__Text excerpt__:
● ● ● ● ● ● ●

I know that the sky is sureal today.
in one direction there are fluffy, billowing white clouds, and blue sky, leaving dark shadows on the green lower part of the snow capped mountain.
in another direction there are thunder clouds, the rain visible from a distance, pouring down on that section of mountain.
in another direction the sky is dark, overcast--and there is a sandstorm below, the earth dancing, leaping to reach the sky.
i know the power of the winds and rain, i have been in hurricaines.
their fury sends a thrill through me, a moment of recognizing my own smallness, my own weakness.
but i refuse to be afraid.
there is no fear, only the present.
the ocean crashing angrily at the matchstick wharfs, which once looked so permanent.
it unleashes such vengeful wrath on small boats that they are smashed to pieces and carried away.

● ● ● ● ● ● ●

__Extracted data__:

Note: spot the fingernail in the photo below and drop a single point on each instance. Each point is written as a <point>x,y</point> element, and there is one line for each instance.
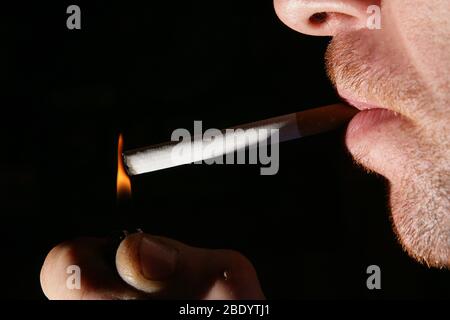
<point>158,260</point>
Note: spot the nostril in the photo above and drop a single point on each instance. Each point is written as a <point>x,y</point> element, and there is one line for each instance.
<point>318,18</point>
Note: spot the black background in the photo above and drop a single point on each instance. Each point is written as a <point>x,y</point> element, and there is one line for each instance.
<point>145,69</point>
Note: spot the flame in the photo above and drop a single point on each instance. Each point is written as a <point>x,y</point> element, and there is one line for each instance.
<point>123,181</point>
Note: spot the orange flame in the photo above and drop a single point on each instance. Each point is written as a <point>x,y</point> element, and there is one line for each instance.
<point>123,181</point>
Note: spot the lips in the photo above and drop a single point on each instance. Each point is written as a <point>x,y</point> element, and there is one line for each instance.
<point>372,117</point>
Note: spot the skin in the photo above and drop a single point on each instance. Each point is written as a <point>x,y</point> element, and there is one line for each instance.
<point>401,72</point>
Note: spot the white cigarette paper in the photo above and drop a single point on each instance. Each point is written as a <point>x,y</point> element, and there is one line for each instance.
<point>287,127</point>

● ● ● ● ● ● ●

__Required actions__:
**a)** In the sky passage, what lies beneath the dark, overcast sky?
**b)** List each of the scenes the sky passage describes when looking in different directions.
Answer using only the sky passage, not the listing.

__Worked answers__:
**a)** A sandstorm.

**b)**
- Fluffy, billowing white clouds and blue sky, casting dark shadows on the green lower part of the snow-capped mountain
- Thunder clouds, with rain visible from a distance pouring down on a section of the mountain
- A dark, overcast sky with a sandstorm below